═════ Data excerpts

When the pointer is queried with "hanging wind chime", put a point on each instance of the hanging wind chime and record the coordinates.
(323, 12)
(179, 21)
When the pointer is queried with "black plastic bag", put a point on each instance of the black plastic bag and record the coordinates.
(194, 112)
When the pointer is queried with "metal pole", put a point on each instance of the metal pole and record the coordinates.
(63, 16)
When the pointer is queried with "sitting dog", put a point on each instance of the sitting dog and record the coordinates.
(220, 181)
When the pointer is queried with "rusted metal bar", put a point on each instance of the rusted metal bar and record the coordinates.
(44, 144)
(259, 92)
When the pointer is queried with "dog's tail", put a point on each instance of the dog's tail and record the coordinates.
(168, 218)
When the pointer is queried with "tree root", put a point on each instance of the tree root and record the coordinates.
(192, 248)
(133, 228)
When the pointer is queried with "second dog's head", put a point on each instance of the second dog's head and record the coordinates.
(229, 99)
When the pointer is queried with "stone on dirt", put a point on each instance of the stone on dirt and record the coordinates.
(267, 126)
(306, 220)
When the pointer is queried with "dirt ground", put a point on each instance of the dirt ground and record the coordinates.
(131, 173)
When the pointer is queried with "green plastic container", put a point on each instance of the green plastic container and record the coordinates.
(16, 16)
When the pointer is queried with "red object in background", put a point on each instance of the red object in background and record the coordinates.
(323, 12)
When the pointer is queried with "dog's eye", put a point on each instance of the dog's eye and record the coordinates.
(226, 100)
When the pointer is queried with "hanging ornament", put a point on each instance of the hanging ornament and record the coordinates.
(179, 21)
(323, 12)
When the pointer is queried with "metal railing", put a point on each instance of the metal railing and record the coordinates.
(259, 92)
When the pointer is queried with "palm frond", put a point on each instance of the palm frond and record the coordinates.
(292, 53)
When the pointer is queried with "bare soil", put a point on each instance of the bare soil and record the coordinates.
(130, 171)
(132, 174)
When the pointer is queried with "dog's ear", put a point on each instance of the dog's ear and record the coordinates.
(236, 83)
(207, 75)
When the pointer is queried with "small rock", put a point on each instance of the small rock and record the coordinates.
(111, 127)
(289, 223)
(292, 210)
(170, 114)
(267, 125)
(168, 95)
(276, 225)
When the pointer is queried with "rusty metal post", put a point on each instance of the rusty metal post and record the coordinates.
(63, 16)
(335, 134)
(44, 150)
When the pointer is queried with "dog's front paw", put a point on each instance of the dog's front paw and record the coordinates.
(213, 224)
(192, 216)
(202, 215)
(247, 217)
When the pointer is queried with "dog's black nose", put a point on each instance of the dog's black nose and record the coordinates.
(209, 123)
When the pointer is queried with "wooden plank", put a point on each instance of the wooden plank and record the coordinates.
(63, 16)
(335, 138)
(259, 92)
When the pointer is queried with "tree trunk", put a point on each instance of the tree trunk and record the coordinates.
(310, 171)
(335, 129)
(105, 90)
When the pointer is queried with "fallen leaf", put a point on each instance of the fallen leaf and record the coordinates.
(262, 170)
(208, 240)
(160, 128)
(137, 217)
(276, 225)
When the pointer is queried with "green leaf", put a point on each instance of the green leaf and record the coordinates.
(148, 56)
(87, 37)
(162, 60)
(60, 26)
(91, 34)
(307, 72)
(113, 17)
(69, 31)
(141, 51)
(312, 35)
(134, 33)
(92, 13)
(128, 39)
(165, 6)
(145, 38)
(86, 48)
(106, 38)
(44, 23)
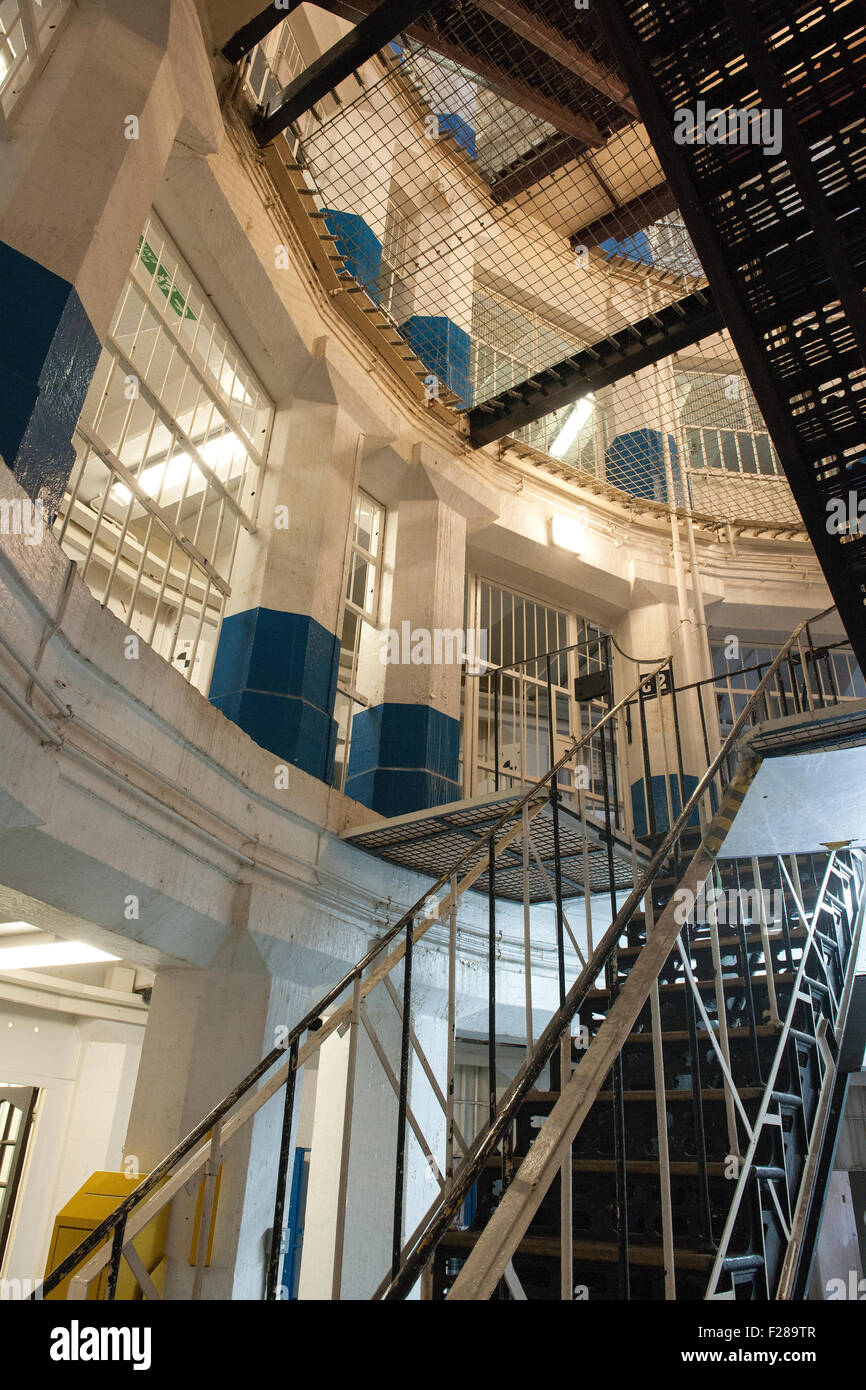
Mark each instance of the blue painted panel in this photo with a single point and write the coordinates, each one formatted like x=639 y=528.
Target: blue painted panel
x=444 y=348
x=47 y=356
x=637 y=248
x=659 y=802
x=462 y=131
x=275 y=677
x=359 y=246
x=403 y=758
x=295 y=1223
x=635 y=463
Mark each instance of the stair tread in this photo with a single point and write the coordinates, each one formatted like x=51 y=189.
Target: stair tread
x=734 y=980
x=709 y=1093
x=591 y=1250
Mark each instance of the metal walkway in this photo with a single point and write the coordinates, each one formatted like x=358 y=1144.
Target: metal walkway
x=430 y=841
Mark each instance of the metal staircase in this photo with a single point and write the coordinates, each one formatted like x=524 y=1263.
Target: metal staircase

══════════
═════ Data excerpts

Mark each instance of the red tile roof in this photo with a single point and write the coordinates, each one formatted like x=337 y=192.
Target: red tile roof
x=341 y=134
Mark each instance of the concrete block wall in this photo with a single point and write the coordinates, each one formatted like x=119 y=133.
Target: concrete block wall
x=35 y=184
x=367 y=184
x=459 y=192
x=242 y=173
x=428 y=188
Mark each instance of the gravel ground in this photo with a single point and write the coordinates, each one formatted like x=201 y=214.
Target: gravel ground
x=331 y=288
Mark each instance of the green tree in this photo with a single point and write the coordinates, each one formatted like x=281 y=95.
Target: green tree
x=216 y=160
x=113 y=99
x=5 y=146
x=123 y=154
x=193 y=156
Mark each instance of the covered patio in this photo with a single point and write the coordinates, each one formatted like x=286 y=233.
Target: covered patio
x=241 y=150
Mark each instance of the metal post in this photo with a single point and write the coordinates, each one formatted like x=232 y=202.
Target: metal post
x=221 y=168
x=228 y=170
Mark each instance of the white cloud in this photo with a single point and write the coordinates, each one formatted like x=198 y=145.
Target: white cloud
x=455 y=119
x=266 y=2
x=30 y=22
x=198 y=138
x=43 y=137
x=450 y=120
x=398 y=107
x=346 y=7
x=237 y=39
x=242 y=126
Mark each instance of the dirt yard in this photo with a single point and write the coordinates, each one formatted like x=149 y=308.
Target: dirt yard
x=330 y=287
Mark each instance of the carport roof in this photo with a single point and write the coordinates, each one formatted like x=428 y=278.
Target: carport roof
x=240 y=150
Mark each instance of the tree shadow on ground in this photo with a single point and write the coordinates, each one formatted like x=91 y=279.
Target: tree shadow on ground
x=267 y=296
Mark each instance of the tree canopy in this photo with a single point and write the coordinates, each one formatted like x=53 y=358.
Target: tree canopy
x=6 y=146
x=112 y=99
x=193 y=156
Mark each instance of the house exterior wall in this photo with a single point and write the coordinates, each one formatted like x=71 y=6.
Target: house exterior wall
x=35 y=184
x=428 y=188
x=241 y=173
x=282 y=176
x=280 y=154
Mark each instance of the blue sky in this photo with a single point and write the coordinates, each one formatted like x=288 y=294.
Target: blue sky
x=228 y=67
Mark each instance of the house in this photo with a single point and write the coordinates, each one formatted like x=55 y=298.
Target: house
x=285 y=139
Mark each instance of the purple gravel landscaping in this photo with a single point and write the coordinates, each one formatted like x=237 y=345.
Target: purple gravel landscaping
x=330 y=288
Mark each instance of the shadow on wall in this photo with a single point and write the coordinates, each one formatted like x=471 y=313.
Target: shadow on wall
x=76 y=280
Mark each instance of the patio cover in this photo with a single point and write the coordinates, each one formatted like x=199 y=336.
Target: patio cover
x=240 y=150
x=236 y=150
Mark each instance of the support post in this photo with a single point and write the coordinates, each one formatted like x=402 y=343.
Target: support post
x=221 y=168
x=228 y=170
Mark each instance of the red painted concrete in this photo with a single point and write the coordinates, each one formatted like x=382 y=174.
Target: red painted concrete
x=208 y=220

══════════
═════ Data excerpts

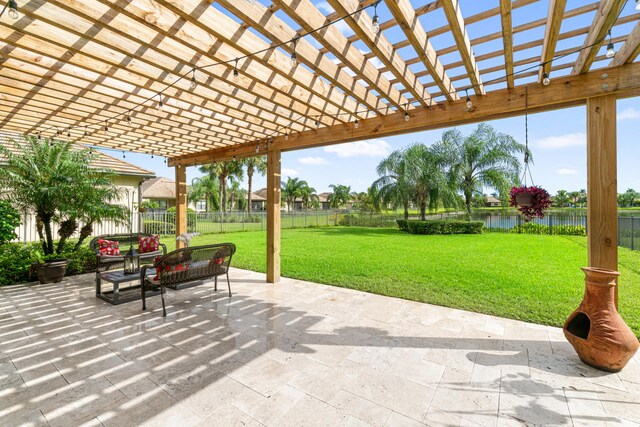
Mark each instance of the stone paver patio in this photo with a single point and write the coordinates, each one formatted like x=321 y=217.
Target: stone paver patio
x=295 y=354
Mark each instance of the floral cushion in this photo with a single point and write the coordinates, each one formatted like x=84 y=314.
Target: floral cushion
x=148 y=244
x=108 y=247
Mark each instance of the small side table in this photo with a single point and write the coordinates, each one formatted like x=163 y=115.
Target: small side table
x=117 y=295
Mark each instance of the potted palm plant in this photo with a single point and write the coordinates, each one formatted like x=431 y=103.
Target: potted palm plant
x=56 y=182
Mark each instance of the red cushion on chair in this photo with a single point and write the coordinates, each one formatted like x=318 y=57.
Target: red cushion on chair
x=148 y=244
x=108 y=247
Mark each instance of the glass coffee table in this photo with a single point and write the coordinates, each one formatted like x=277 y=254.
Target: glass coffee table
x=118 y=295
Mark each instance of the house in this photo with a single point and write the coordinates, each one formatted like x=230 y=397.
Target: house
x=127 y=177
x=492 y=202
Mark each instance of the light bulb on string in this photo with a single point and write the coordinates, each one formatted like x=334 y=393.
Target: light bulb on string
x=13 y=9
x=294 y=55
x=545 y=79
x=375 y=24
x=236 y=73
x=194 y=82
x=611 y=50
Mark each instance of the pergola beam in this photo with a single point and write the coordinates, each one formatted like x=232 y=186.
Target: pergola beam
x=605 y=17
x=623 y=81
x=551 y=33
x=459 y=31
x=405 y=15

══════════

== Work required ==
The stretch above running from the line with "paw and record the coordinates." through the line with "Target: metal staircase" is all you should copy, exactly, leaving out the pictures.

== Task solution ==
When the pointer is queried with "dog's front paw", put a point on each instance of the dog's front paw and record the coordinates.
(213, 224)
(192, 216)
(202, 215)
(247, 217)
When the pointer is queried with "dog's black nose", put a point on each instance of the dog's black nose and record the coordinates.
(209, 123)
When the pointer is queried with "wooden plank", put a point on each instance of the wooden plank and record the coordinates.
(63, 16)
(335, 138)
(259, 92)
When the pointer is queried with "tree trunk", put a point on each instance of the tree trunk and record the coordinates.
(310, 171)
(335, 129)
(105, 90)
When the pointer is queried with "fallen leaf", put a point on each instance of the fallen leaf and record the coordinates.
(262, 170)
(208, 240)
(160, 128)
(137, 217)
(276, 225)
When the pointer is queried with "green leaf", put a point on each instance of the green leaf and record the coordinates.
(148, 56)
(87, 37)
(162, 60)
(60, 26)
(91, 34)
(307, 72)
(113, 17)
(69, 31)
(141, 51)
(312, 35)
(134, 33)
(92, 13)
(128, 39)
(165, 6)
(145, 38)
(86, 48)
(106, 38)
(44, 23)
Mark each instance of the blue painted panel in this photo with a single point and write the coordinates, each one formatted like x=639 y=528.
Target: blue painted panel
x=444 y=348
x=47 y=356
x=637 y=248
x=659 y=802
x=462 y=131
x=275 y=677
x=359 y=246
x=403 y=758
x=295 y=1223
x=635 y=463
Mark each instance of the stair tread in this photo with a single point and write the coordinates, each one formatted like x=51 y=189.
Target: stair tread
x=734 y=980
x=709 y=1093
x=591 y=1250
Mark each instance of the metal walkway in this photo with a single point and write the coordinates, each one formatted like x=358 y=1144.
Target: metal walkway
x=430 y=841
Mark each instance of the metal staircase in this photo with a single point and write the coordinates, each one formatted like x=524 y=1263.
Target: metal staircase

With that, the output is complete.